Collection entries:
+===+
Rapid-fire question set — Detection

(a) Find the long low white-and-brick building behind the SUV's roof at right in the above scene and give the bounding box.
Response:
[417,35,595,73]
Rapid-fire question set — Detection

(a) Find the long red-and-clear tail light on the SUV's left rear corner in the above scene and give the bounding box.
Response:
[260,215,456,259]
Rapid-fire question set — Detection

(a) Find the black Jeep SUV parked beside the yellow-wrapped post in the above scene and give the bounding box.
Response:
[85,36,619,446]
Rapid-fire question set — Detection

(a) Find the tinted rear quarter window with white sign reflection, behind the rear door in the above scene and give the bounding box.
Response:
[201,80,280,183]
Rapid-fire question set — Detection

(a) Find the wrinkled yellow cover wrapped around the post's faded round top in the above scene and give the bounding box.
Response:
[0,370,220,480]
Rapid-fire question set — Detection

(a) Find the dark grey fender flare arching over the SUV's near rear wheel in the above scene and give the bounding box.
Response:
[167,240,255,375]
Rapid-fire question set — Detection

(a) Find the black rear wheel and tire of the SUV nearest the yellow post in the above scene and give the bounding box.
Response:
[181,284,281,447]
+===+
Exercise description: Reproduce each of the records word for word.

Completed exercise:
Rapid-fire question set — Detection

(a) Find the long low white-and-brick building behind the SUV's roof at right in the above scene and give the bounding box.
Response:
[417,35,595,73]
Rapid-fire question set — Detection

(a) Find the long red-and-clear tail light on the SUV's left rear corner in the above scene and give the bounding box.
Response:
[260,215,456,259]
Rapid-fire question set — Detection

(a) Find the black Jeep SUV parked beside the yellow-wrapped post in the above scene and give the bounding box.
Response:
[85,36,619,446]
Rapid-fire question set — Detection

(a) Find the tinted rear quarter window with white sign reflection, behind the rear door in the above scene and give the bounding box.
Response:
[201,80,280,183]
Rapid-fire question set — Detection

(a) Find the wrinkled yellow cover wrapped around the post's faded round top in the above scene and give the bounding box.
Response:
[0,370,220,480]
Rapid-fire question set — Detection

(a) Find the dark grey fender flare arching over the SUV's near rear wheel in the above scene and give the bounding box.
Response:
[167,240,255,375]
Rapid-fire question set — Detection

(a) Find the black rear wheel and tire of the SUV nearest the yellow post in the above scene and give the bounding box.
Response:
[181,284,281,447]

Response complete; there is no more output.